GOAL OF THE EXERCISE »
Copy out every line of the data below word for word, changing nothing.

--- Start SUPPLIED RECORDS ---

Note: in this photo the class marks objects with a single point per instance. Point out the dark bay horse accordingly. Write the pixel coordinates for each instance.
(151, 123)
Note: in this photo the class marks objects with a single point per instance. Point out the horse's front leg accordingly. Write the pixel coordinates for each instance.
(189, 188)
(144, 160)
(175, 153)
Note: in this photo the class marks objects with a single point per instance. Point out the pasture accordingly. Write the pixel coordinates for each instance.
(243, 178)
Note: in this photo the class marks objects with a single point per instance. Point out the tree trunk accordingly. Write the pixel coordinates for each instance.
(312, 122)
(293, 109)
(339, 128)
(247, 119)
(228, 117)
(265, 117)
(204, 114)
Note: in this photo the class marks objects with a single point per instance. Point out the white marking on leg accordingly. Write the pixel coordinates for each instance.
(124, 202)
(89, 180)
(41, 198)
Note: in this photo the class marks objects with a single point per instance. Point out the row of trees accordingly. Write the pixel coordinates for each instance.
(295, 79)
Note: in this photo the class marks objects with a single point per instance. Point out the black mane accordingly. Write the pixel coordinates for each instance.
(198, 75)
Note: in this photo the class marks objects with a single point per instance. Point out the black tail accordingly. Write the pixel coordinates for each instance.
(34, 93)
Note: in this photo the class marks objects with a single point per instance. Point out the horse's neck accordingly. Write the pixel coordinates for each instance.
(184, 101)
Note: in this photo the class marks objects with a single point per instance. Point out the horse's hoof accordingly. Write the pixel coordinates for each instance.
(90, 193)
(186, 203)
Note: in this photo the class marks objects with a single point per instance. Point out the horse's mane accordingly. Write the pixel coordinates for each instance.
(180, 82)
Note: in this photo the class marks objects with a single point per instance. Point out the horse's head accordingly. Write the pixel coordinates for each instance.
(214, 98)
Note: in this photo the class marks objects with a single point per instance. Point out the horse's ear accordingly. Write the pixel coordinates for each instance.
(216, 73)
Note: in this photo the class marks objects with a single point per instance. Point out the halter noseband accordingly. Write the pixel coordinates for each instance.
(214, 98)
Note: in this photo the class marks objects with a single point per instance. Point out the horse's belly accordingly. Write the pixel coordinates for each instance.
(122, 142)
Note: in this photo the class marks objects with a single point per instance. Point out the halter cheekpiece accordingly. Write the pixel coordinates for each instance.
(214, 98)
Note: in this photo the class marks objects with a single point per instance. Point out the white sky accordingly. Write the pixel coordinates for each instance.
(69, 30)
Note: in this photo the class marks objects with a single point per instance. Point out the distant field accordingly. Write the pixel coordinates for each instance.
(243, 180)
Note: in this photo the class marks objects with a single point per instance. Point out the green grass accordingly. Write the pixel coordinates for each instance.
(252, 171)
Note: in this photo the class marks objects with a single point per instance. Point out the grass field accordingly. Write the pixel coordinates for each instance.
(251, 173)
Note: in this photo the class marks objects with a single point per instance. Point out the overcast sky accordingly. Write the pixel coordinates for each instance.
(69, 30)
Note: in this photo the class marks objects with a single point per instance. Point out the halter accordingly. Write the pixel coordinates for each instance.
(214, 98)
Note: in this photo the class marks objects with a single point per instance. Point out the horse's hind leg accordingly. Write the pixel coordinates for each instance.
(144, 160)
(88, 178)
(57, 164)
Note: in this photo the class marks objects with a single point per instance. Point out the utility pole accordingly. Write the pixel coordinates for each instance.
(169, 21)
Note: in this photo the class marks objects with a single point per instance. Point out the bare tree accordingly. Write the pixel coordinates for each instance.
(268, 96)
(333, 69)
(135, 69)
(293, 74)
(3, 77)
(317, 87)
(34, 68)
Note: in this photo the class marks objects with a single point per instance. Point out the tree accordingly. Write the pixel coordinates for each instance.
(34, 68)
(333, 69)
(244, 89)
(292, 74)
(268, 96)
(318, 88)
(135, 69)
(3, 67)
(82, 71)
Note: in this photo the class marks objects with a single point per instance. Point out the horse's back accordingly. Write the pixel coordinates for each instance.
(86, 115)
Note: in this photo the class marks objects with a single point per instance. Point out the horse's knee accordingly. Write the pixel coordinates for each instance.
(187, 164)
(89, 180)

--- End SUPPLIED RECORDS ---

EXERCISE RESPONSE »
Note: in this photo the class marks objects with a single point per instance. Point out the dark bay horse accordingly. Write the pixel coordinates for each instance.
(151, 123)
Note: in this photo the class marks objects with a single point per instance. Point out the horse's front leg accordingly. Write the pixel coordinates for each instance.
(189, 188)
(144, 160)
(175, 153)
Note: in this photo the class marks objects with a single point per instance. Point out the pasture accordingly. Write the pixel coordinates for each instance.
(243, 178)
Note: in this photo the class marks objects with a single point per instance. Point out the tree trunk accordingly. Write the pixel coordinates for each instance.
(312, 122)
(293, 109)
(339, 128)
(247, 119)
(228, 117)
(265, 117)
(204, 114)
Note: in this photo the class marks objects with a single point per instance. Point out the white marking on leg accordingly. Write the pixel coordinates for each instance.
(124, 202)
(89, 180)
(41, 198)
Note: in this photo the class marks objects with a single point per instance. Point out the row of trees accordingly. Write the pixel coordinates for each instance.
(295, 79)
Note: in this photo the class marks objects with a single point per instance. Point out the black mane accordingly. Write the pixel coordinates for each instance.
(198, 75)
Note: in this photo the class marks objects with a single point per instance. Point out the black tail accordingly. Write the pixel coordinates for each instance.
(34, 93)
Note: in this photo the class marks objects with a single point per instance. Point out the horse's neck accordingly. Write the pixel coordinates for each instance.
(184, 101)
Note: in this photo the class marks objects with a single point per instance. Point out the horse's hoof accordingly. Write the pixel coordinates for each instance.
(90, 193)
(186, 203)
Note: in this photo the class marks objects with a single point per instance. Point out the horse's mane accordingly. Write the pixel coordinates for each instance.
(180, 82)
Note: in this photo the class marks objects with a single point per instance. Point out the horse's head accordingly. Write the pixel coordinates for each instance.
(214, 98)
Note: in this photo the class marks objects with a single point per instance. Point out the horse's ear accordingly. Write the pixel coordinates for each instance.
(216, 73)
Note: in this photo the class marks objects with a single point per instance. Point out the halter noseband accordingly. Write the pixel coordinates for each instance.
(214, 98)
Note: in this photo the class marks objects with a single point per instance. Point out the horse's belly accordingly. Write the pixel coordinates for each instance.
(122, 142)
Note: in this photo the class marks objects with a single point per instance. Point out the halter cheekpiece accordingly. Write the pixel coordinates for each instance.
(214, 98)
Note: in this photo the class marks objects with a single point per instance. Point out the white sky accordingly. Write the pixel coordinates for each instance.
(69, 30)
Note: in this photo the class marks objects with a single point per instance. Point out the distant field accordingly. Write the pixel coordinates for each instance.
(243, 180)
Note: in this photo the class marks objects with a single point per instance. Point out the green grass accordingly. Write the pixel coordinates for each instance.
(252, 171)
Note: in this photo the class marks objects with a single point per instance. Point out the grass field accordingly. Write the pixel coordinates for each instance.
(251, 173)
Note: in this photo the class marks objects with a single point per instance. Point out the overcast sky accordingly. Write the pixel coordinates for each instance.
(69, 30)
Note: in this photo the class marks objects with a single point per instance. Point out the halter accordingly. Write the pixel coordinates for each instance.
(214, 98)
Note: in this photo the class marks objects with a single point per instance. Point out the horse's hind leg accordingly. Write the pixel coordinates for each instance.
(144, 160)
(88, 178)
(57, 164)
Note: in this photo the class marks objects with a single point per instance. Point out the utility pole accordingly. Write the pixel coordinates for each instance.
(169, 21)
Note: in this photo the class marks objects with a single point per instance. Point out the bare tree accordingly. Write the pixel coordinates for each instance.
(268, 96)
(333, 69)
(135, 69)
(293, 74)
(3, 77)
(317, 87)
(34, 68)
Note: in this photo the class marks objects with a single point per instance. Point out the tree accordingly. Write the pixel coordinates for each instance.
(34, 68)
(333, 69)
(244, 89)
(292, 74)
(268, 96)
(318, 88)
(135, 69)
(3, 67)
(82, 71)
Note: in this photo the class marks objects with a single point per instance. Point out the horse's back accordingly. Write the pixel coordinates for each instance.
(86, 115)
Note: in this photo the class marks objects with a single point per instance. Point out the horse's knee accordingly. Write the pixel coordinates for each instance.
(187, 164)
(89, 180)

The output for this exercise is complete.